*Job:* Find each line in the entries below that contains the word "window" and copy it out in full. Matching is case-sensitive.

**** Given records

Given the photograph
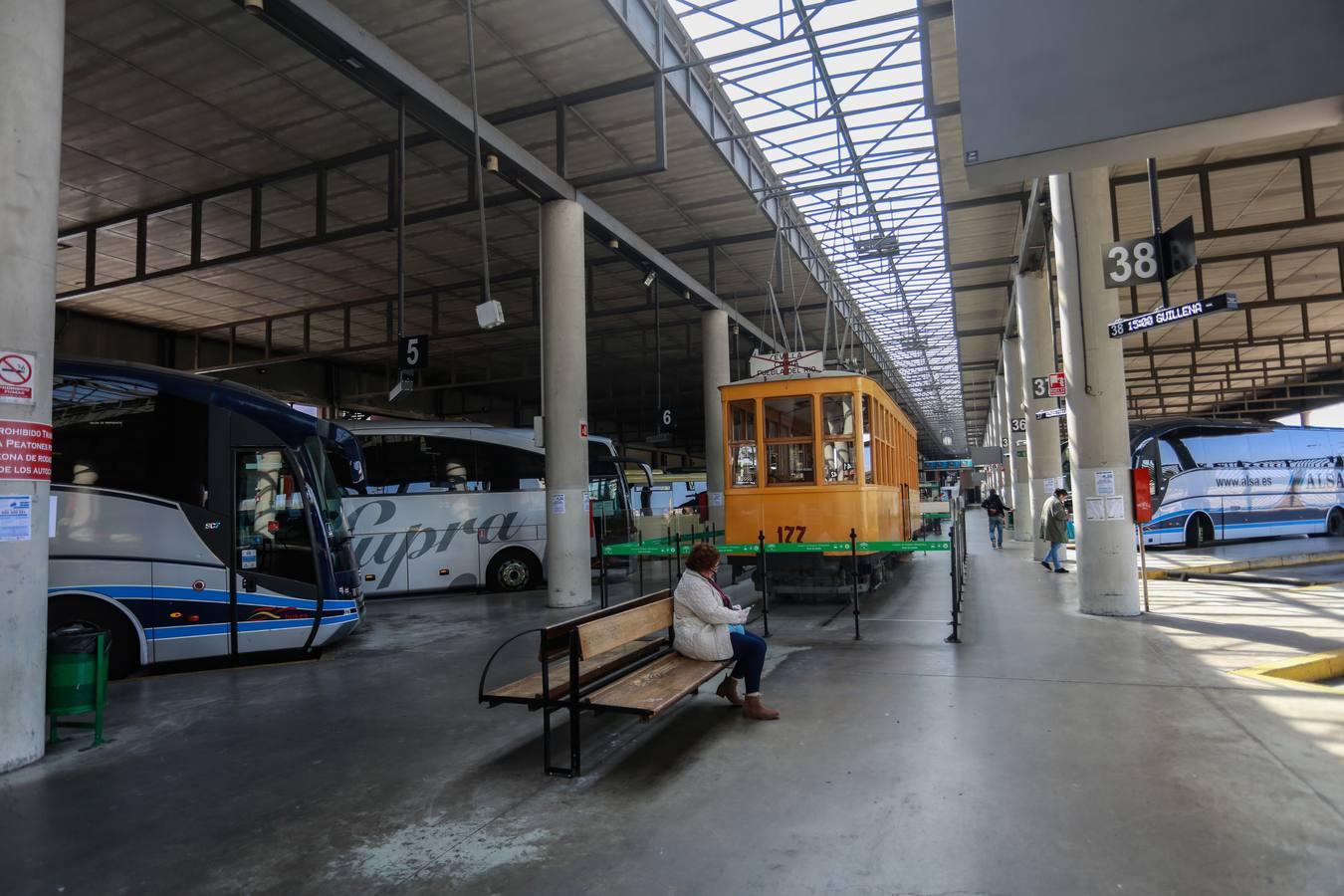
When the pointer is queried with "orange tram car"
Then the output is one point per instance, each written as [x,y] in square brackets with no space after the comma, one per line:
[810,457]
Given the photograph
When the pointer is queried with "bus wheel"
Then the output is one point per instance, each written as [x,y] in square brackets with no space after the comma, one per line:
[1199,530]
[123,656]
[514,571]
[1335,526]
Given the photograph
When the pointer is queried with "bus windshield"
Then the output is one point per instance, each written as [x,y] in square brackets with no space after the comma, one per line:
[327,491]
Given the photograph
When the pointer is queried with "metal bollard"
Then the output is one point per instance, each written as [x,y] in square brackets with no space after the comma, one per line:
[853,573]
[765,583]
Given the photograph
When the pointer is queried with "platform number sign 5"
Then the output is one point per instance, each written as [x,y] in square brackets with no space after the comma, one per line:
[411,352]
[1132,262]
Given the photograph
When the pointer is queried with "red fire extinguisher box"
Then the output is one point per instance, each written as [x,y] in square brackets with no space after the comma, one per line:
[1141,483]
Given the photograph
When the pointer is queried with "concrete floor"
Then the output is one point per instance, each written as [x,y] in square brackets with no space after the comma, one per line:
[1050,753]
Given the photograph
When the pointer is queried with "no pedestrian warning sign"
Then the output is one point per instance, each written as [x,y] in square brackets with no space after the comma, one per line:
[24,450]
[16,377]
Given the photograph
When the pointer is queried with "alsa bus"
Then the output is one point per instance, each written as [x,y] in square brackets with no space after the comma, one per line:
[195,518]
[1218,480]
[461,506]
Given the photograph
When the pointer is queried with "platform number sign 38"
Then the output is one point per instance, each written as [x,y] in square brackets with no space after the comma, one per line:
[1132,262]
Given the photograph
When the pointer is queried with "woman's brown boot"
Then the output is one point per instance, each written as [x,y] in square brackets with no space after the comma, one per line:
[729,691]
[759,711]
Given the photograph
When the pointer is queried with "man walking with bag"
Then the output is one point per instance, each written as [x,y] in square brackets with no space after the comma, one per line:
[1054,528]
[998,512]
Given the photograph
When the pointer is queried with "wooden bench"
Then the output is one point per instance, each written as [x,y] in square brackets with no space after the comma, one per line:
[614,660]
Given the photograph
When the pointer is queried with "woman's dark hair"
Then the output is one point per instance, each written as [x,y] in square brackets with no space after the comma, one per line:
[702,558]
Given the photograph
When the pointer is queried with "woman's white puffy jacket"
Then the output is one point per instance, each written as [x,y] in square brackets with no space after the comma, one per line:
[701,621]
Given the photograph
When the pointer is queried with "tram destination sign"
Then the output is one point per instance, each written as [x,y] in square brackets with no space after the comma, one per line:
[1174,315]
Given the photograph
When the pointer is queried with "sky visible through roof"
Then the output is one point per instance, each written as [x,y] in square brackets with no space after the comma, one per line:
[832,93]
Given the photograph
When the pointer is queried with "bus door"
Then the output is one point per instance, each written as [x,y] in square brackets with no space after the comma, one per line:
[275,575]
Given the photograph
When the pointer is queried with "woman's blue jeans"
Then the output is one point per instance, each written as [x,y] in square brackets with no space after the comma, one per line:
[749,652]
[1052,555]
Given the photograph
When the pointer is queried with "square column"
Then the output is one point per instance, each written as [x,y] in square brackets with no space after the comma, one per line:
[1098,418]
[1036,344]
[1020,495]
[714,367]
[568,551]
[31,70]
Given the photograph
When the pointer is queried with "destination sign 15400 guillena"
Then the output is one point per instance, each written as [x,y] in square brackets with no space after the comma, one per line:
[1174,315]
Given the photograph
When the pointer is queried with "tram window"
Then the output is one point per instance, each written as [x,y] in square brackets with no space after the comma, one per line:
[744,465]
[837,453]
[867,441]
[272,528]
[787,430]
[837,457]
[742,442]
[790,464]
[744,421]
[837,414]
[787,418]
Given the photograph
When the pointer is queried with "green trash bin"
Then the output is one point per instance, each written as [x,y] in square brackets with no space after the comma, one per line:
[77,676]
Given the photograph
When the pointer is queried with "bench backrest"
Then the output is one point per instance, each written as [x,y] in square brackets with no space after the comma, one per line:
[613,631]
[556,639]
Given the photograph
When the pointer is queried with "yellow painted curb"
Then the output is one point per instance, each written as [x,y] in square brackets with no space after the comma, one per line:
[1255,563]
[1302,672]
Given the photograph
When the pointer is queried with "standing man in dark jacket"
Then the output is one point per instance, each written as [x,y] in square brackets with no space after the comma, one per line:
[998,512]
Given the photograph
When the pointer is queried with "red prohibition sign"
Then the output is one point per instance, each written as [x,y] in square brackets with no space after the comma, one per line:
[15,369]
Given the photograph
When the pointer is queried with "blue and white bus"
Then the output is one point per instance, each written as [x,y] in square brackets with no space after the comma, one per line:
[196,519]
[1217,480]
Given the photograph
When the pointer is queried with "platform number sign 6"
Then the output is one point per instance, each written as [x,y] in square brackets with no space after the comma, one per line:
[411,352]
[1131,262]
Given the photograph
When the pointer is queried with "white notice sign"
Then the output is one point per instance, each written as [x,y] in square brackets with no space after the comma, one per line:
[16,377]
[15,518]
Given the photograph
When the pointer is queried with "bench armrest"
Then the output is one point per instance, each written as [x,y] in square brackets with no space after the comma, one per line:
[480,691]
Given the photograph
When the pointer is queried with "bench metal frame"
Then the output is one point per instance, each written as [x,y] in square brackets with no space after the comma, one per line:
[575,700]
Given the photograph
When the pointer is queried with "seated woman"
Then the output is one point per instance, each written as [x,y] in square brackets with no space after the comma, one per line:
[709,626]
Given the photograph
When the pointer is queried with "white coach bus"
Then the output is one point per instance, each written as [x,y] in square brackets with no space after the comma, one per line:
[1217,480]
[459,506]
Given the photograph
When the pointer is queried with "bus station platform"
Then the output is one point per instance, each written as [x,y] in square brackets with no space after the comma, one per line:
[1048,753]
[1243,557]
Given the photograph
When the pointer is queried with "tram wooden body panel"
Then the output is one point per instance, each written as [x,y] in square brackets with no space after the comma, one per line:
[799,483]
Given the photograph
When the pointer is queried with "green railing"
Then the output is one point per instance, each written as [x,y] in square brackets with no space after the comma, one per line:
[655,549]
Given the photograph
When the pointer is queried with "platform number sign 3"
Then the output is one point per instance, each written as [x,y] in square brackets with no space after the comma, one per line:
[413,352]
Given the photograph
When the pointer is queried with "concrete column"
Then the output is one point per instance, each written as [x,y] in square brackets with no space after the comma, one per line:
[714,365]
[1035,340]
[31,70]
[564,369]
[1005,433]
[1020,493]
[1098,419]
[992,431]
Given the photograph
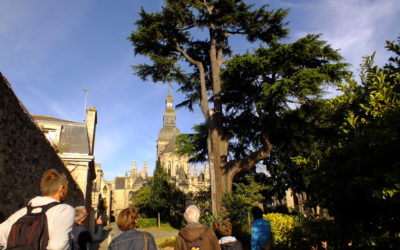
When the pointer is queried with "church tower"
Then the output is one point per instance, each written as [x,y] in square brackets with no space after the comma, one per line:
[167,134]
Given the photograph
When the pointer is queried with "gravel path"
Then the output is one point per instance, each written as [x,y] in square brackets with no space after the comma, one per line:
[113,231]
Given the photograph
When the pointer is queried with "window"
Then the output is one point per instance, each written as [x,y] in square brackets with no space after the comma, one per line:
[51,135]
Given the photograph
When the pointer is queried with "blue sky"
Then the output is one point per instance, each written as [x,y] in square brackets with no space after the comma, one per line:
[51,50]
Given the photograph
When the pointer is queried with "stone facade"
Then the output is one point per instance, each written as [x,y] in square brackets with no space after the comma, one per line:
[74,143]
[178,168]
[124,188]
[24,155]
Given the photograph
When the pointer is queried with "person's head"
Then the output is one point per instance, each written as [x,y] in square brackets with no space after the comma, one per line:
[192,214]
[127,219]
[225,228]
[257,212]
[80,214]
[54,184]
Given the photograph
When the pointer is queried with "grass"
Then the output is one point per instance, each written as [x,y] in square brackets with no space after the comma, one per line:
[163,226]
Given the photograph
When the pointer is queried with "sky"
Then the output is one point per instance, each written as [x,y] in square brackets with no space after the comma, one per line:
[51,50]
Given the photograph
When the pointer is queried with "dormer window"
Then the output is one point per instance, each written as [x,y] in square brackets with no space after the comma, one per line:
[51,135]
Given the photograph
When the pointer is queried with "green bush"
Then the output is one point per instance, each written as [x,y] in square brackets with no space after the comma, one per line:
[166,242]
[147,222]
[281,225]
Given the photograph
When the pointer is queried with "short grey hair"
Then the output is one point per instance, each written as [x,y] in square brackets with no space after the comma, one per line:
[192,214]
[78,212]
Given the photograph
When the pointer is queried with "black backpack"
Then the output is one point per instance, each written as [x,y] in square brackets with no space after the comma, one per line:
[30,231]
[195,244]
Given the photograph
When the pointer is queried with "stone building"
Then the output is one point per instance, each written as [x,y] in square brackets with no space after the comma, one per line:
[185,176]
[178,166]
[74,143]
[25,155]
[124,188]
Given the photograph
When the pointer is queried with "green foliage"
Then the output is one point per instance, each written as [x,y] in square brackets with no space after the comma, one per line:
[141,202]
[161,196]
[147,222]
[166,242]
[309,232]
[245,195]
[194,145]
[281,225]
[353,168]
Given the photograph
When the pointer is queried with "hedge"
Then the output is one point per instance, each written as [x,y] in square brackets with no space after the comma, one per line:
[147,222]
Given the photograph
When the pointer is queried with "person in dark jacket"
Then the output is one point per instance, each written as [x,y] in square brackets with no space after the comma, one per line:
[81,236]
[227,241]
[131,239]
[195,235]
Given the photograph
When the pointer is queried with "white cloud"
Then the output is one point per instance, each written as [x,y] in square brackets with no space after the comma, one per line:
[356,27]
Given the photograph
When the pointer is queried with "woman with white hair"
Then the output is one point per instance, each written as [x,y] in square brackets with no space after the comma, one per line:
[195,235]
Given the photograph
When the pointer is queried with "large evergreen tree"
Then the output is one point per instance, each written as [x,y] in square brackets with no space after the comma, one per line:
[188,42]
[196,33]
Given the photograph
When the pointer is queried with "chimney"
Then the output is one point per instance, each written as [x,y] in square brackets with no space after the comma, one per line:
[91,121]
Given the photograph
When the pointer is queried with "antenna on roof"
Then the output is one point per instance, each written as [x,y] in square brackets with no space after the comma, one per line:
[85,92]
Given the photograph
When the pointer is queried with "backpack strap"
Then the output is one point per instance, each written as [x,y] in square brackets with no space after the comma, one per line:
[145,240]
[44,208]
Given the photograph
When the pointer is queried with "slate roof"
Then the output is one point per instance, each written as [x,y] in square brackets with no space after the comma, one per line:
[170,148]
[119,182]
[52,119]
[181,174]
[139,180]
[75,139]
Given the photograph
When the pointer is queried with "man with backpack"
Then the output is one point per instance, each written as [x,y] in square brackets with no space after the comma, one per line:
[195,236]
[44,223]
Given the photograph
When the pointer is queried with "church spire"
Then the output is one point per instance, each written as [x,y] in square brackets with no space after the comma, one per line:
[169,114]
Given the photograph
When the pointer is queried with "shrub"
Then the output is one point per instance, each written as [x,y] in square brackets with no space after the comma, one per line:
[281,225]
[167,242]
[147,222]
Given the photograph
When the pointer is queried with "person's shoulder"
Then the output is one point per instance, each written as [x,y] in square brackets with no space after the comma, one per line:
[63,208]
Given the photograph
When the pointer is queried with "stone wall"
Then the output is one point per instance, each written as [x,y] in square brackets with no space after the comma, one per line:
[25,154]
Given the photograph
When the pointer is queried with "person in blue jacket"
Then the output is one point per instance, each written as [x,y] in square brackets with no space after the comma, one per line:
[261,236]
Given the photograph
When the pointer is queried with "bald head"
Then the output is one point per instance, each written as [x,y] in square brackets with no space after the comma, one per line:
[192,214]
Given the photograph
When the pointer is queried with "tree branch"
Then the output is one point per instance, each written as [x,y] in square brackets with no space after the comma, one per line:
[203,89]
[233,167]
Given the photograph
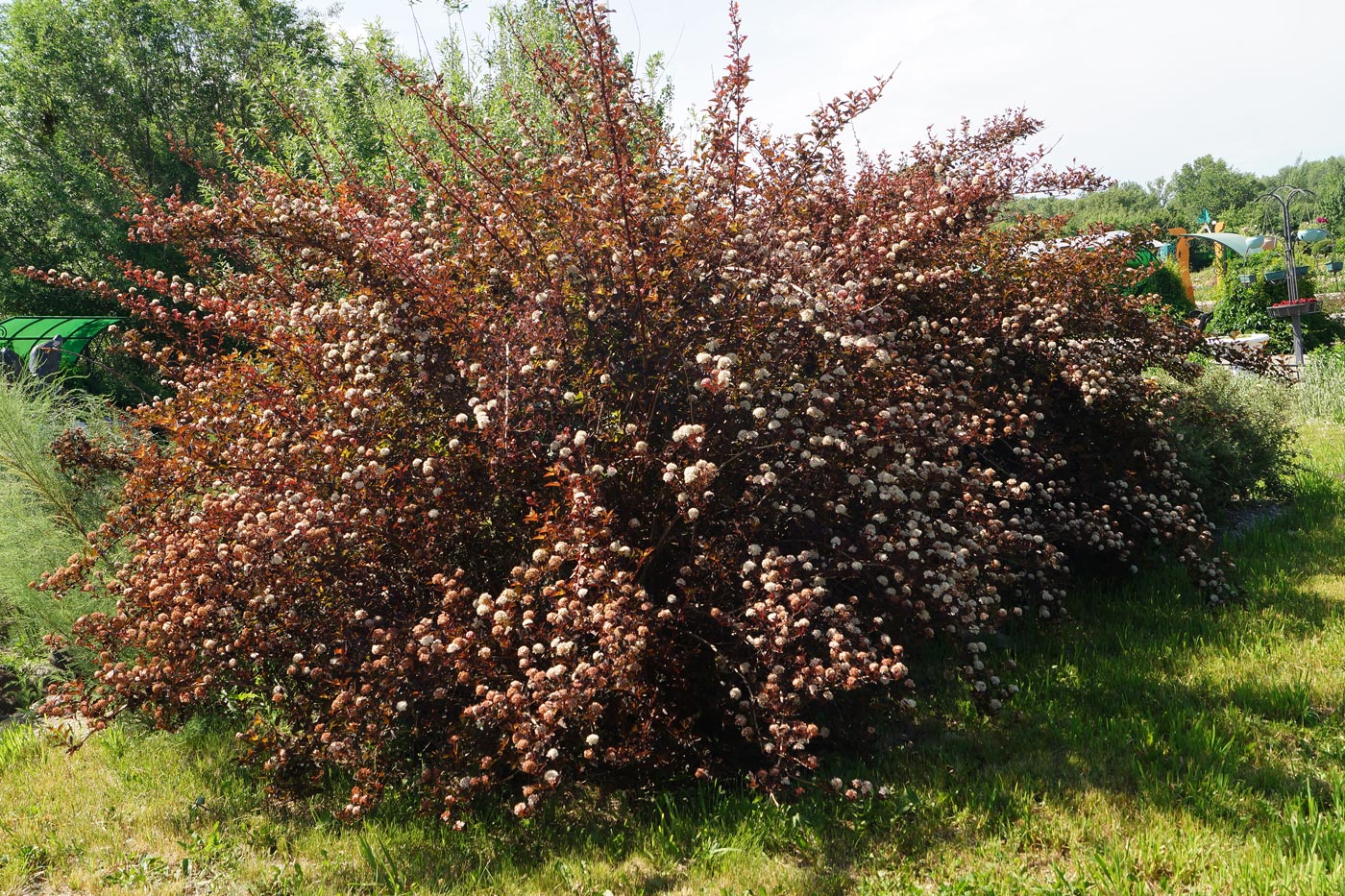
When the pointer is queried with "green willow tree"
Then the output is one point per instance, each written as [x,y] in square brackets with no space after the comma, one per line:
[87,84]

********

*Answer to the exercise:*
When the pointer is queried with "tram window"
When the pointer is queried with "window"
When the pointer is queried with "dormer window"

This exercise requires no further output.